Pull out each line below that contains the string "blue", and copy those lines in full. Case counts.

**Raw data:**
····················

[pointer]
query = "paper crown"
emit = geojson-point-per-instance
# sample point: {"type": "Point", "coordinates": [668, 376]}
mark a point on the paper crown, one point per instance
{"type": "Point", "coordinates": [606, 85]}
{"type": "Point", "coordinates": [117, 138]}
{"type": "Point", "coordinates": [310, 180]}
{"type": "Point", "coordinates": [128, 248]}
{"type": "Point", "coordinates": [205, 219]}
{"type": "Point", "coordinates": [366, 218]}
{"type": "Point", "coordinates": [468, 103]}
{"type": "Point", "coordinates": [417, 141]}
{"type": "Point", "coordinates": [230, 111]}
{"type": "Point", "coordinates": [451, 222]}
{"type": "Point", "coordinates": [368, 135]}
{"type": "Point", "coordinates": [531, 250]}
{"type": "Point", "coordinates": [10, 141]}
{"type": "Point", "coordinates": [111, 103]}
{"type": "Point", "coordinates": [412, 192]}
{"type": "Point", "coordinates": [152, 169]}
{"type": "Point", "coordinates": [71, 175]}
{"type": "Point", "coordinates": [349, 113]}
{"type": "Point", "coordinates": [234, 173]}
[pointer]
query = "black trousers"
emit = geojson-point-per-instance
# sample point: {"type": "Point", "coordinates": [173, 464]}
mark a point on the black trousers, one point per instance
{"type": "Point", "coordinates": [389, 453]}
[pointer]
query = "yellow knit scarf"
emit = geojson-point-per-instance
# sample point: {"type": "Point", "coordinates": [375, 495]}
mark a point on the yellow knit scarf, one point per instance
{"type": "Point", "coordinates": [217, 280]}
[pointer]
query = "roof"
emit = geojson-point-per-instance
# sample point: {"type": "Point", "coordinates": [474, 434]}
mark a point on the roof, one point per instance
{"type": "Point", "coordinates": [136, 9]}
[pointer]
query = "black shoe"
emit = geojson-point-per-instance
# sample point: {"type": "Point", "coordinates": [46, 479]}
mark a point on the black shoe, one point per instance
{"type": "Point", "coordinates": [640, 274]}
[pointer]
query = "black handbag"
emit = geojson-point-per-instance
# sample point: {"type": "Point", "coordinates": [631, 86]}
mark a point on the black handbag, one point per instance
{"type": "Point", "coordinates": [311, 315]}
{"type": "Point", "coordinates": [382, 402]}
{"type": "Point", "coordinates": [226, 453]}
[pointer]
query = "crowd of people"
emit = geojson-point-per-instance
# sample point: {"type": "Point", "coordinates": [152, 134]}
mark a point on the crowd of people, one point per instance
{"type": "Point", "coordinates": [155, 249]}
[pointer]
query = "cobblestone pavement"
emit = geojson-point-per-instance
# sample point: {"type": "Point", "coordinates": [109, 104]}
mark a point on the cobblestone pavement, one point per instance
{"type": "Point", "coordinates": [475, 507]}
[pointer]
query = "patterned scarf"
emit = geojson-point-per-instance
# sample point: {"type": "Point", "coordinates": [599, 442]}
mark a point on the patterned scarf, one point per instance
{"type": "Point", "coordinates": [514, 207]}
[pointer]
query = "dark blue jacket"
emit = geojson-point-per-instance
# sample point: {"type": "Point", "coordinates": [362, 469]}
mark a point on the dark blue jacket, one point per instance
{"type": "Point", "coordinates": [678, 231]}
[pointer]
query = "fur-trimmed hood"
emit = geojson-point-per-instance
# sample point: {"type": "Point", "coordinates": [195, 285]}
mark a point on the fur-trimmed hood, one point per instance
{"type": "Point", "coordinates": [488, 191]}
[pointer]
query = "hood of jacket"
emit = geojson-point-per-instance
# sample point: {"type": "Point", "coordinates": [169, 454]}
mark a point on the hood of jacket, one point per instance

····················

**In response:**
query = "dark blue jacket"
mark a point on the dark blue jacket, one point per instance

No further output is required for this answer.